### Conjunto de tarefas
A. Por favor, devolva a passagem do trecho do texto que vai de "O IV Encontro, em" até "de Minas Gerais.".
B. Segundo o trecho do texto, em qual universidade e em qual cidade se realizou o IV Encontro, em 1996?
C. Traduza para o inglês esta frase do trecho do texto: "Os debates mais próximos relacionavam-se com a chegada do futebol no Brasil e a sua expansão."

### Trecho do texto
──────
Plínio Labriola Negreiros 10 de julho de 2019

Em 1995, tive o prazer de participar do III Encontro Nacional de História do Esporte, Lazer e Educação Física, organizado pela UFPR e ocorrido em Curitiba. Esse evento originou-se da iniciativa do Programa de Pós-Graduação em Educação Física da UNICAMP em 1993, com a especial dedicação do professor Ademir Gebara. Vivi a experiência de ter contato com pesquisas e pesquisadores de áreas próximas à minha. Na realidade, a minha pesquisa, sobre a história de um clube de futebol, não tinha maiores interlocutores. Não havia quem tratasse do futebol a partir desse recorte. Os debates mais próximos relacionavam-se com a chegada do futebol no Brasil e a sua expansão. Estavam presentes, ainda, discussões sobre a essência do futebol brasileiro, daí a presença de análises sobre a obra de Mário Filho, O negro no futebol brasileiro, uma grande referência para as ciências sociais e humanas acerca dos estudos do futebol.

Um breve parêntese: o Encontro hoje é denominado de Congresso Brasileiro de História do Esporte, do Lazer e da Educação Física – Chelef. Em 2018 foi realizada a sua 15ª. edição, em Curitiba. Trata-se de um evento essencial para o desenvolvimento dessas áreas do conhecimento e necessita, sem dúvida, de um resgate crítico. No portal de esportes argentino Efdesportes há uma boa análise desse Encontro/Congresso.

O IV Encontro, em 1996, realizou-se na UFMG, em Belo Horizonte, e continuou muito rico para as minhas pesquisas. Continuei o contato com uma série de pesquisadores. Estranhamente, poucos de São Paulo. Havia pessoas da Escola de Educação Física da USP, mas ligadas à história da Educação Física e sem referências ao futebol. O mesmo acontecia em relação à UNICAMP. Assim, os meus interlocutores eram do Rio de Janeiro, do Paraná e de Minas Gerais.
──────
### Registros fornecidos

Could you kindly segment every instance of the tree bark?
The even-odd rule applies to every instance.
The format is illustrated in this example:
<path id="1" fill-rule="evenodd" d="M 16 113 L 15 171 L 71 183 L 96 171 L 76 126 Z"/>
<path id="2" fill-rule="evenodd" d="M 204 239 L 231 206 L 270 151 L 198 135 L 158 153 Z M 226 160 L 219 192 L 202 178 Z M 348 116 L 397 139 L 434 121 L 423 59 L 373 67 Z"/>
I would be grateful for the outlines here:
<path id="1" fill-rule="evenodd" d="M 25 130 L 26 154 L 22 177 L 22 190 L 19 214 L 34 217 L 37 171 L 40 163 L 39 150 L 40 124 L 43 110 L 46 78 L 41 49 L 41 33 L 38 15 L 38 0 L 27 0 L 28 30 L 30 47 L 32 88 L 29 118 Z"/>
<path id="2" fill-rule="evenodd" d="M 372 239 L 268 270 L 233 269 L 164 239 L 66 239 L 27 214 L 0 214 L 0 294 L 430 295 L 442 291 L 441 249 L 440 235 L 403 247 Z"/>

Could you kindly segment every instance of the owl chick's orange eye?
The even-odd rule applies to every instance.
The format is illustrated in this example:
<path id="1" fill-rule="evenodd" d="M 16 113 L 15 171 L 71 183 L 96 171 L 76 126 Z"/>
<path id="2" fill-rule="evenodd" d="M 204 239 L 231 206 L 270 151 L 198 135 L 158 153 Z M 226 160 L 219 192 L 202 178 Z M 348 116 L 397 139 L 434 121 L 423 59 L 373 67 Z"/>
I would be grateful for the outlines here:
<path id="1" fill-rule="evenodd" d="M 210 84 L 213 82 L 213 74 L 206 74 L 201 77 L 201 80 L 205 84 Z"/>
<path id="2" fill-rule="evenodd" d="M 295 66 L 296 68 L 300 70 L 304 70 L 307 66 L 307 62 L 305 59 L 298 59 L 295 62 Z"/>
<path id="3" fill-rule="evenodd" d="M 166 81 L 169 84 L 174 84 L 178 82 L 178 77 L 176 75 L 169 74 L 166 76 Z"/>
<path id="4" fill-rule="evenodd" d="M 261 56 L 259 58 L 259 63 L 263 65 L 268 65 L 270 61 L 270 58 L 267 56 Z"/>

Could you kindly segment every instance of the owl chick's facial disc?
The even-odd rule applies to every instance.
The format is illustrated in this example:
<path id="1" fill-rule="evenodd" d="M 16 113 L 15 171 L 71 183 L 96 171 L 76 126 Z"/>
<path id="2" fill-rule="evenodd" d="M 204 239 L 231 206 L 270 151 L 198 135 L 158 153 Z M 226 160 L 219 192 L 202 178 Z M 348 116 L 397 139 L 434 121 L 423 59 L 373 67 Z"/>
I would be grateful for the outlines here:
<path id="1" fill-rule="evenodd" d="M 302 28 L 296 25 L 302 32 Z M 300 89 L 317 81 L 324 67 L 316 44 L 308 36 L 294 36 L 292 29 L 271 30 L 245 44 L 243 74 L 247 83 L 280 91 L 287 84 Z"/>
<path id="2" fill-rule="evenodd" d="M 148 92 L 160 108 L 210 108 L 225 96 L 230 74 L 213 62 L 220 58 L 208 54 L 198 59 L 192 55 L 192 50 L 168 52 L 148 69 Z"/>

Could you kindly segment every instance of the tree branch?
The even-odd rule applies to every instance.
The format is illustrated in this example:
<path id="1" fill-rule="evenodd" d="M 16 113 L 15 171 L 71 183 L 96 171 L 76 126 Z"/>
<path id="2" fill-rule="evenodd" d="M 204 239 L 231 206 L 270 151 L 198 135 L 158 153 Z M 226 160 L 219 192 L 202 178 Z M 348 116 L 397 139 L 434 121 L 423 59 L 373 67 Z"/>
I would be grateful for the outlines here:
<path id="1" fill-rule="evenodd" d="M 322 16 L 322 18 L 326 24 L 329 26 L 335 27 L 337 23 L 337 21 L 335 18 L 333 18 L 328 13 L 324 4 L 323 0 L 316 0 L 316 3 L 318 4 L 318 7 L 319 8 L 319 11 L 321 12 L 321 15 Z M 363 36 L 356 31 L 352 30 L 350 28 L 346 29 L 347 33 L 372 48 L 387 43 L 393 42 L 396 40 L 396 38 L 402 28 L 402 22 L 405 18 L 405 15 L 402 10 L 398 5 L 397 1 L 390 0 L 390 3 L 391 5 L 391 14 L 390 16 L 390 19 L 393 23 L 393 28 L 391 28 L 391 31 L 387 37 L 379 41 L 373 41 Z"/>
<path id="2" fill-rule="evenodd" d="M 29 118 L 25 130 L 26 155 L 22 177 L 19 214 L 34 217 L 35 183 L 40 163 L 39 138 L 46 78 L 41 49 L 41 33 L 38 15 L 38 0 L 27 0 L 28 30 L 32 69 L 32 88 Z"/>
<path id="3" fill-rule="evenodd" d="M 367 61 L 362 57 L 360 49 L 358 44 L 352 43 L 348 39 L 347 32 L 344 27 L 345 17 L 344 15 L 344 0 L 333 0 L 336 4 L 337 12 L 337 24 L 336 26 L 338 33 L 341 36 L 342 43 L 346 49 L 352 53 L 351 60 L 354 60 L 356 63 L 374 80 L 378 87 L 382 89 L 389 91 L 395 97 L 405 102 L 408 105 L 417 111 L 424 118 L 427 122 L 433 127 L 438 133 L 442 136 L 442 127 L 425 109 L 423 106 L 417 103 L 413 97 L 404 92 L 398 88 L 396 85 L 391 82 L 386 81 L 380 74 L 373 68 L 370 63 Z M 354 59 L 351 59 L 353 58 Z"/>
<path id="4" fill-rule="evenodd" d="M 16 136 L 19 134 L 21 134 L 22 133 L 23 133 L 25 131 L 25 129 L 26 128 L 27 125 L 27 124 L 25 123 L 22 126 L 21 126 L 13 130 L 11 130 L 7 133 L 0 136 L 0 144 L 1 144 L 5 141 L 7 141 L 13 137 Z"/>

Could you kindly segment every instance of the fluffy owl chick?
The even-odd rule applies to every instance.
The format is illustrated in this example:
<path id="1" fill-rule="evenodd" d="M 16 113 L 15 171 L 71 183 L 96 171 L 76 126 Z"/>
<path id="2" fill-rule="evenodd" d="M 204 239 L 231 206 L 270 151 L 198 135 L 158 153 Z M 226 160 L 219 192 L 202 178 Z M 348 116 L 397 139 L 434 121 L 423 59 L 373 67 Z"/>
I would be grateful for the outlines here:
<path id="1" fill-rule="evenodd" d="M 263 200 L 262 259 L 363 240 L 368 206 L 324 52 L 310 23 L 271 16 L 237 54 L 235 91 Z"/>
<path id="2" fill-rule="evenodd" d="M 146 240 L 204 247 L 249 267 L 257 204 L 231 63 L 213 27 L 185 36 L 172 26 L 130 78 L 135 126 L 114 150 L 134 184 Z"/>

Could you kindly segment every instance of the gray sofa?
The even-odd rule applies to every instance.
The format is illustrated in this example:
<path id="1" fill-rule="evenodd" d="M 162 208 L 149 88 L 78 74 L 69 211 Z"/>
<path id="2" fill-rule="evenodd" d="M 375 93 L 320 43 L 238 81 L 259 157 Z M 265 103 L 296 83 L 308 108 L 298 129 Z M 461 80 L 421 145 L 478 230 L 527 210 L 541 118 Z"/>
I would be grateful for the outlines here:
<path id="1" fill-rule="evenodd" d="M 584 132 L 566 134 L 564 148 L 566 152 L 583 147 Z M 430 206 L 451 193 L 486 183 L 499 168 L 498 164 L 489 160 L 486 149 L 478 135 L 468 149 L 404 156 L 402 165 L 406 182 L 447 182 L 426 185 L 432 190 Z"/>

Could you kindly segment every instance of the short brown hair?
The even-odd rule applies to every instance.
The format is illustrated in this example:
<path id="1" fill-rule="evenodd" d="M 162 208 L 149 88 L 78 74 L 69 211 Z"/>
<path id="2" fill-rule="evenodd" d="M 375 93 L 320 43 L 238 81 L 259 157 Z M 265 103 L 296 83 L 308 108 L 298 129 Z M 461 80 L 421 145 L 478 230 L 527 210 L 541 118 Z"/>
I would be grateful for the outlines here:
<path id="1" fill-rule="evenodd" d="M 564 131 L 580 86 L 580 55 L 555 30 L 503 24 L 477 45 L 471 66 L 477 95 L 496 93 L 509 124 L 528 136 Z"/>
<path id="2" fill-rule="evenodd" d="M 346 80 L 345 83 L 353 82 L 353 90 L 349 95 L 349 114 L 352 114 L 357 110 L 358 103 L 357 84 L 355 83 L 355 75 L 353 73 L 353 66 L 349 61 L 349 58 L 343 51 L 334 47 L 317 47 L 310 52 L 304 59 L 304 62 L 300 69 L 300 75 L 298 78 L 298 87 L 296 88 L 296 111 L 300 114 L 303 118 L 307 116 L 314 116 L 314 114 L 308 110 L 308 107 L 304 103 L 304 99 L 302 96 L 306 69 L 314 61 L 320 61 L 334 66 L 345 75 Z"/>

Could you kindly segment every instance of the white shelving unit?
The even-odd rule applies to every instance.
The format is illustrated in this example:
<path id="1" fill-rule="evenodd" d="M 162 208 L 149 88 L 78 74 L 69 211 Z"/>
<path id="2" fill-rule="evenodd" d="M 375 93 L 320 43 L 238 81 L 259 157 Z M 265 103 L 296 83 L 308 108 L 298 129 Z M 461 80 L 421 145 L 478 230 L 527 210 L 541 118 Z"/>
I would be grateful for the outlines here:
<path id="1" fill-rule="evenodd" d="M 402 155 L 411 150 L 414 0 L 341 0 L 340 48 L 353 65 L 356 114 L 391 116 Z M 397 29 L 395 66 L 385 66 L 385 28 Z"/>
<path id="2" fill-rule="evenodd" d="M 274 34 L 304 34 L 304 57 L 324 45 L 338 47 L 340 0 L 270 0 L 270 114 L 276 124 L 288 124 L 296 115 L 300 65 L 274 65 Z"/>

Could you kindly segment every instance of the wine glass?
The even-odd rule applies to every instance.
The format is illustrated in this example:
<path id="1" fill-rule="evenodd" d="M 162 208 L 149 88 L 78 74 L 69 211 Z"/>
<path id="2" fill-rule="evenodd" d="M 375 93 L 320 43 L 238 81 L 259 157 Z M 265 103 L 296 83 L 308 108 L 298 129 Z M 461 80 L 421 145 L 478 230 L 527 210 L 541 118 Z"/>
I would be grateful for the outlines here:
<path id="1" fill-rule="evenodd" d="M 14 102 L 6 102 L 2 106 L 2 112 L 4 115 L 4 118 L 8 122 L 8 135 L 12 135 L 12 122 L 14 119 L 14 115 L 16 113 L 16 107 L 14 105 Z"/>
──────
### Respostas
A.
O IV Encontro, em 1996, realizou-se na UFMG, em Belo Horizonte, e continuou muito rico para as minhas pesquisas. Continuei o contato com uma série de pesquisadores. Estranhamente, poucos de São Paulo. Havia pessoas da Escola de Educação Física da USP, mas ligadas à história da Educação Física e sem referências ao futebol. O mesmo acontecia em relação à UNICAMP. Assim, os meus interlocutores eram do Rio de Janeiro, do Paraná e de Minas Gerais.

B. Na UFMG, em Belo Horizonte.

C. The closest debates were related to the arrival of soccer in Brazil and its expansion.